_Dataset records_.
=== Begin Enclosure ===
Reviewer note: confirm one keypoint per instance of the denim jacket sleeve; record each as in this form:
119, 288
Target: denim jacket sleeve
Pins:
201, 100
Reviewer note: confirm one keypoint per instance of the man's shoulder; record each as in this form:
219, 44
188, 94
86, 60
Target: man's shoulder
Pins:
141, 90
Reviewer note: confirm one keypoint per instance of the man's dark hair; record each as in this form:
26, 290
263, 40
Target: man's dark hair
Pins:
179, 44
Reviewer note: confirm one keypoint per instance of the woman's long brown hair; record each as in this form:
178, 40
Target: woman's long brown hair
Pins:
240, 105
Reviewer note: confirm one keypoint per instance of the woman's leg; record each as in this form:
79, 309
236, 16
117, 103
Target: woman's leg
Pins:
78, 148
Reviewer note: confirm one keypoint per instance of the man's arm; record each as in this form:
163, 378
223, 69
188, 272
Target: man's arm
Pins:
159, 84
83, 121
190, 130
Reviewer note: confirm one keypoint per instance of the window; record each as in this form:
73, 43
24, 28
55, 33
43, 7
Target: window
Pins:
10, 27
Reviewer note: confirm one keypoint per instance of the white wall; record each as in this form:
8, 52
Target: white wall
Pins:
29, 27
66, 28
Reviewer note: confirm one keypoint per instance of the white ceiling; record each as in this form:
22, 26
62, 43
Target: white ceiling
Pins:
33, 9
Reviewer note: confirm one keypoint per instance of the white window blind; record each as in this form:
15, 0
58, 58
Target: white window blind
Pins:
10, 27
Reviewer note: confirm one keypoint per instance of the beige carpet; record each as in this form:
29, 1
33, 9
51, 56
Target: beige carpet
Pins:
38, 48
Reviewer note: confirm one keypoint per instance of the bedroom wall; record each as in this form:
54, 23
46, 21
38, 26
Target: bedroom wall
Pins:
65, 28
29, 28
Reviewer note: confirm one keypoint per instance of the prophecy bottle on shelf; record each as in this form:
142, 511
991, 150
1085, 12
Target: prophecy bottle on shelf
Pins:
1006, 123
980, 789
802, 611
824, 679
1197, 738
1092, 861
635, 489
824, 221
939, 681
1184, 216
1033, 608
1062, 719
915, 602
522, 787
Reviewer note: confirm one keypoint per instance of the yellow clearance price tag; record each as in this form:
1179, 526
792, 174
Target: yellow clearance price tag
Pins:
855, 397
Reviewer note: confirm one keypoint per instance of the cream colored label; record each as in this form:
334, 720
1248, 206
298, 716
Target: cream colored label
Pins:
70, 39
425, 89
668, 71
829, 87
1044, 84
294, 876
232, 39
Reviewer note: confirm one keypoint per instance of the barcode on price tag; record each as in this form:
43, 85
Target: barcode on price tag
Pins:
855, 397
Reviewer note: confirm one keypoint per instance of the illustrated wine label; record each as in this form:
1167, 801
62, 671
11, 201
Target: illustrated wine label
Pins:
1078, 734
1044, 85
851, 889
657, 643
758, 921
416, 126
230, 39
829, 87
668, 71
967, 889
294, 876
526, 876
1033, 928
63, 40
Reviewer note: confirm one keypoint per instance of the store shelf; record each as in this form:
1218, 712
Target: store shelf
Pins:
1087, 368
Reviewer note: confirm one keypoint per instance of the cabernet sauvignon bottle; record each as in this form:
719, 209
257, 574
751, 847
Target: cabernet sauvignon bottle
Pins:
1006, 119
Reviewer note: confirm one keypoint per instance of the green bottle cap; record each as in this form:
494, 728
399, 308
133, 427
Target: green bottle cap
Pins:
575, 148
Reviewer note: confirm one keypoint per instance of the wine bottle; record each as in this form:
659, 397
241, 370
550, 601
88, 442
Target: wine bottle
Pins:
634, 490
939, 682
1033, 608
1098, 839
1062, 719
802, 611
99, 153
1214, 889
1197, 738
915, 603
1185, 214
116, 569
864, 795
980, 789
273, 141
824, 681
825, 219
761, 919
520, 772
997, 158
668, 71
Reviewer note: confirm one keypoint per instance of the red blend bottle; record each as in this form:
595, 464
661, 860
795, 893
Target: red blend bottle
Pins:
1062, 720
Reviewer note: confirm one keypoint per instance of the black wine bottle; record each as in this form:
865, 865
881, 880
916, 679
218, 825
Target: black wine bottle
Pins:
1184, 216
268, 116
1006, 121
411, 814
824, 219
=== End Enclosure ===
_DESCRIPTION OF THE TASK_.
Copy each line above that has the word "dark".

_WRITTEN SOLUTION_.
Reviewer note: confirm one keypoint per instance of the man's dark hair; record each as in this form:
Target: man's dark hair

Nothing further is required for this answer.